> [How to complete this task]: A verbatim reproduction of the lines below, from the line containing "positive clicks: (1357, 257)" through the line containing "266L1401 252L1380 248L1345", both ends included, is the whole required output.

> [Exercise data]:
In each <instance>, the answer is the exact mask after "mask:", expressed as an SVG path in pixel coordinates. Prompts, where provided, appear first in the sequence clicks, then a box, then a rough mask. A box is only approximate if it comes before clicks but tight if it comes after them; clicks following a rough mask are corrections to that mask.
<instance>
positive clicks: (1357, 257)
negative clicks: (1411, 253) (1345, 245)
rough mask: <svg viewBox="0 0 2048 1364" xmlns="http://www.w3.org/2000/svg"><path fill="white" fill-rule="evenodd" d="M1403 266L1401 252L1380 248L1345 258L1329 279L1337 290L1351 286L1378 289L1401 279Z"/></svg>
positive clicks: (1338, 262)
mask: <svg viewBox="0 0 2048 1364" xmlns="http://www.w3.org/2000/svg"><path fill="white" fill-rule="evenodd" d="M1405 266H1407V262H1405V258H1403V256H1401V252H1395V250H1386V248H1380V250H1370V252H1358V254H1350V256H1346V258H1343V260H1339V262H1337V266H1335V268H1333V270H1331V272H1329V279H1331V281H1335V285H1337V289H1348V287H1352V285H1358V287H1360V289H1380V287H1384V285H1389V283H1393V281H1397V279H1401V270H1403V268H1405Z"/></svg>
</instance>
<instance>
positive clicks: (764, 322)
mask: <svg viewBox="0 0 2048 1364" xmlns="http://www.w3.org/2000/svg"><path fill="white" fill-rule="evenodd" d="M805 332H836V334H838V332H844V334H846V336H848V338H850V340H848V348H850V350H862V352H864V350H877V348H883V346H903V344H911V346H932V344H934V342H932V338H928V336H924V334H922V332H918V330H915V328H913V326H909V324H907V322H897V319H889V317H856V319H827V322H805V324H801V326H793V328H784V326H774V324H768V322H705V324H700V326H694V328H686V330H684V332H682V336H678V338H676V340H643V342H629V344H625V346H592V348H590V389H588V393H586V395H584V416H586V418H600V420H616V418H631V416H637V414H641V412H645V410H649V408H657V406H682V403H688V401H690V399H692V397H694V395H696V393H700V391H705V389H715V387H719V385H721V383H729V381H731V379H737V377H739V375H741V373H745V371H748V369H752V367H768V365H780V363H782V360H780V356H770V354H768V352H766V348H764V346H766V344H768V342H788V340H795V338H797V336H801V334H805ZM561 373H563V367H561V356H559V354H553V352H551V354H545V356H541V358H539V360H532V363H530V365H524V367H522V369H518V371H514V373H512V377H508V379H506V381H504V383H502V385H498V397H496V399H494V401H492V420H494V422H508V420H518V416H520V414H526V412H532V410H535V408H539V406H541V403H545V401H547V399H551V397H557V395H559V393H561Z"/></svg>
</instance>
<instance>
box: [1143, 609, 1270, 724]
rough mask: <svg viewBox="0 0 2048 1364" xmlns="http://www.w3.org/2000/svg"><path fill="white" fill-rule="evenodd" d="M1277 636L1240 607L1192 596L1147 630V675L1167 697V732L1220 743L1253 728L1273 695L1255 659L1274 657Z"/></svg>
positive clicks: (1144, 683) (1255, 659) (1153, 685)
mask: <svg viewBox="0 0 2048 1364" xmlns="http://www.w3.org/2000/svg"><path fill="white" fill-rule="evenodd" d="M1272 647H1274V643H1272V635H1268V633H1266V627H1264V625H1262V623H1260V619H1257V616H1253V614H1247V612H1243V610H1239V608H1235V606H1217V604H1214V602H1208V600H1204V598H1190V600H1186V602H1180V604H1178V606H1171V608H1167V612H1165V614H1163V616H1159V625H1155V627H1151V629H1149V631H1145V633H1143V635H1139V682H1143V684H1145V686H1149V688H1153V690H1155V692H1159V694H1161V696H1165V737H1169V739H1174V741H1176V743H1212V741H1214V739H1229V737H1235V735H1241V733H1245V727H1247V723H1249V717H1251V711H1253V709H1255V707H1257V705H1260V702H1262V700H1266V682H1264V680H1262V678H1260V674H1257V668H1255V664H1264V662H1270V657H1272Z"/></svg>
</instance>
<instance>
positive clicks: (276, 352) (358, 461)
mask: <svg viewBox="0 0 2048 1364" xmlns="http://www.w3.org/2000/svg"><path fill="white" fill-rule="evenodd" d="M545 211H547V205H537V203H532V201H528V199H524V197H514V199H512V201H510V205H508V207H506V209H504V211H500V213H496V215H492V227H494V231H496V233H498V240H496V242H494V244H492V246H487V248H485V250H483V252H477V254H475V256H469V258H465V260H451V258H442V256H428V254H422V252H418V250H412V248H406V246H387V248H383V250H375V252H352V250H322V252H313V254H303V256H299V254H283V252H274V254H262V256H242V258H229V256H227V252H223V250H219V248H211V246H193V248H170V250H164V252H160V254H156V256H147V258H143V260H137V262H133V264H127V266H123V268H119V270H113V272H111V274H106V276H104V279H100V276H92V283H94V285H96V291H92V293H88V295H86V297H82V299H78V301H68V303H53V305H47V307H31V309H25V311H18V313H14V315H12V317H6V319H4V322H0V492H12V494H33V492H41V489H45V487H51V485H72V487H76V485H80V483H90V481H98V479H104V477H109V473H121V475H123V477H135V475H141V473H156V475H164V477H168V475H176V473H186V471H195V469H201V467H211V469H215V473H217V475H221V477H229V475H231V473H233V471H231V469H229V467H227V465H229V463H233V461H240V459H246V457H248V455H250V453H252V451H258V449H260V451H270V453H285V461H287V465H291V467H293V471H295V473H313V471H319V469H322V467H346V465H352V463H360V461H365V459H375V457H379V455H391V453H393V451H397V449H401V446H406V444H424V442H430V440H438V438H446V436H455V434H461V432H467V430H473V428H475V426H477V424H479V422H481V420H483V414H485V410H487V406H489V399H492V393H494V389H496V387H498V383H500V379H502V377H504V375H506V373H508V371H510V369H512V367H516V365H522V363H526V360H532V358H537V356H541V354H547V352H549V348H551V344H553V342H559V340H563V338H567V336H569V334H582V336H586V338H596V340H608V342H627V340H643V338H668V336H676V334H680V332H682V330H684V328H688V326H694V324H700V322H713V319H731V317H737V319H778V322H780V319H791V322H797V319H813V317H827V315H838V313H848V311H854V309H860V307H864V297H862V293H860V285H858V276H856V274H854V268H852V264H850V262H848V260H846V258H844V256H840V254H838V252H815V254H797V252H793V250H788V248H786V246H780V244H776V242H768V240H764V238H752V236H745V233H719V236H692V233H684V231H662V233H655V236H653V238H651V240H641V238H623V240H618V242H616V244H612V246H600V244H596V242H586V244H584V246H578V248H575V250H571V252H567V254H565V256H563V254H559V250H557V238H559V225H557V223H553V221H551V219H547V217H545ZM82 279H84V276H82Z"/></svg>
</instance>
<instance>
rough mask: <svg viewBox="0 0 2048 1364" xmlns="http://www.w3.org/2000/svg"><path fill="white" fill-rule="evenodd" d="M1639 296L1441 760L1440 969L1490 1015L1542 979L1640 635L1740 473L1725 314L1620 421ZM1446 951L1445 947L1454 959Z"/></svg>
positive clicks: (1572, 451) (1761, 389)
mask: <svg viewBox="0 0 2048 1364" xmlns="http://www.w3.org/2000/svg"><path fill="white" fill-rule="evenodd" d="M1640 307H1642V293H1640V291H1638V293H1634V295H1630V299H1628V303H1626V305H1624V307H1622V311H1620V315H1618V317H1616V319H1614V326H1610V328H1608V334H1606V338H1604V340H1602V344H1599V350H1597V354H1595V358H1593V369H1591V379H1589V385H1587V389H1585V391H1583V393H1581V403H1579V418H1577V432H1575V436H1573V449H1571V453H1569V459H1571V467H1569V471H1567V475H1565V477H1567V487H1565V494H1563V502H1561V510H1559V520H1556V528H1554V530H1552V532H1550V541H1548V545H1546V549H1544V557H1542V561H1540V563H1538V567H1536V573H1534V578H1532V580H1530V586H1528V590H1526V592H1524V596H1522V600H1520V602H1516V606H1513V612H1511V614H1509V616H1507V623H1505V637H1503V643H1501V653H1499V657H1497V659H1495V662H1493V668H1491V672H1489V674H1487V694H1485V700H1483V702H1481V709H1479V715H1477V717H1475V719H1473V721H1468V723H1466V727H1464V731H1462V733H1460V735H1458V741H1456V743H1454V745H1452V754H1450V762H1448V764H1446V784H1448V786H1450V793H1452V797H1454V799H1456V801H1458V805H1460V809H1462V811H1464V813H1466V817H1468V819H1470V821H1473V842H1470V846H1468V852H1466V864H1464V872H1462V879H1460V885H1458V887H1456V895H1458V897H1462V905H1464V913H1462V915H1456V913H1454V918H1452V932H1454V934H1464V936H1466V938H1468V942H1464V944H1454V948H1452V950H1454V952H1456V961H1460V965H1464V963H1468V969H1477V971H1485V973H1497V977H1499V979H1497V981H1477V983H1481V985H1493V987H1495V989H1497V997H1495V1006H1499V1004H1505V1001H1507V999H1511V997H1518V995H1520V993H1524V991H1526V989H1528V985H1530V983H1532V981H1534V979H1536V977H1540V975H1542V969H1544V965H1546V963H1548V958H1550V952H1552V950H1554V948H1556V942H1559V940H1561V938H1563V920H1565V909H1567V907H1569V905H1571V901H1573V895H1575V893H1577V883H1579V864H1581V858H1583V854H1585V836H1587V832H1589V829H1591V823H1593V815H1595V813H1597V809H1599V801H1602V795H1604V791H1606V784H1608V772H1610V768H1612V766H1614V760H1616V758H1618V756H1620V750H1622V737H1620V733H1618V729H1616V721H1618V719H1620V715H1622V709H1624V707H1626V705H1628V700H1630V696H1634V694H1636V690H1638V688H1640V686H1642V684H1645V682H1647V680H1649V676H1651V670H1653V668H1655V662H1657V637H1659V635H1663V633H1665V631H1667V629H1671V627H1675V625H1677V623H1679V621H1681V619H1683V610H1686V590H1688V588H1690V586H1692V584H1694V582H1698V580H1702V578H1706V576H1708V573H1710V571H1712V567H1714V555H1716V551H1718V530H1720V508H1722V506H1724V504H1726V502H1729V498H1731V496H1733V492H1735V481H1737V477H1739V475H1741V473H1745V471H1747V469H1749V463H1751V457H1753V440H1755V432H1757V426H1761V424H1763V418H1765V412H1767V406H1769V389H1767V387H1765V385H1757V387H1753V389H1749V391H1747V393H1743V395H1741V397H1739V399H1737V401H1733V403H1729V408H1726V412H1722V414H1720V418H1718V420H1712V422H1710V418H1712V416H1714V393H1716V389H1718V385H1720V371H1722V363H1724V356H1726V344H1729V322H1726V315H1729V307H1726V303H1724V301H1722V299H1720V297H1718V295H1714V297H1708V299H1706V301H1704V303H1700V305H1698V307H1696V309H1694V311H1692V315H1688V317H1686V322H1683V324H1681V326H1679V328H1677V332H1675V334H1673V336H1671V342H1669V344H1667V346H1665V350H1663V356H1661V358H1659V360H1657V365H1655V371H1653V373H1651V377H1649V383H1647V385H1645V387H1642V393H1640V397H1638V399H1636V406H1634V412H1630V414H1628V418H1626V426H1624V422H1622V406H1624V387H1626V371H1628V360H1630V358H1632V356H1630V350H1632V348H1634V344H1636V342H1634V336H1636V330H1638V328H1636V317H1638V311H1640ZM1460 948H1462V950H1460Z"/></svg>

> [Solution for this task]:
positive clicks: (1357, 257)
negative clicks: (1411, 253) (1345, 245)
rough mask: <svg viewBox="0 0 2048 1364" xmlns="http://www.w3.org/2000/svg"><path fill="white" fill-rule="evenodd" d="M1403 266L1401 252L1380 248L1345 258L1329 279L1337 290L1351 286L1378 289L1401 279Z"/></svg>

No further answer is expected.